▸ Problem a
Copy the rows that follow the Dan Ruland profile below, reproducing every line without any change.

▸ Selection
Dan Ruland

Personal information
- Born: August 24, 1960 (age 65) Annapolis, Maryland, U.S.
- Listed height: 6 ft 8 in (2.03 m)
- Listed weight: 240 lb (109 kg)

Career information
- High school: Annapolis (Annapolis, Maryland); Fork Union Military Academy (Fork Union, Virginia);
- College: James Madison University (1979–1983)
- NBA draft: 1983: 3rd round, 70th overall pick
- Drafted by: Philadelphia 76ers
- Playing career: 1983–present
- Position: Center

Career history
- Catalonia-Barcelona, Spain
- Florida Stingers (CBA)
- Gold Coast Stingrays (USBL)
- West Palm Beach Stingrays (USBL)
- Charleston Gunners (CBA)
- Caen Basket Calvados (Caen, France)
- RBC Verviers-Pepinster (Verviers, Belgium)
- Basket CRO Lyon (2 years) (Lyon, France)

Career highlights
- CAA co-Player of the Year (1983); First-team All-CAA (1983);
- Stats at Basketball Reference

= Dan Ruland =

American basketball player (born 1960)

Daniel Keefe Ruland (born August 24, 1960) is an American former professional basketball player. He played college basketball at James Madison University (JMU) between 1979 and 1983.

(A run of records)
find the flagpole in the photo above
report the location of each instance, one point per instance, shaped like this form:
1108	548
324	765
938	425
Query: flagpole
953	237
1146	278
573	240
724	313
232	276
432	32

▸ Problem b
For each statement, answer yes or no according to the Dan Ruland profile, and quote the words from it that decide the answer: (i) He was drafted by the Philadelphia 76ers. (ii) He played college basketball at James Madison University from 1979 to 1985. (iii) His listed position is forward.

▸ Written solution a
find the flagpole in the photo above
report the location of each instance, one point per instance, shaped like this form:
1108	548
324	765
938	425
Query: flagpole
953	237
1146	278
573	240
724	313
232	276
432	32

▸ Written solution b
(i) Yes: "Drafted by: Philadelphia 76ers"
(ii) No: "He played college basketball at James Madison University (JMU) between 1979 and 1983."
(iii) No: "Position: Center"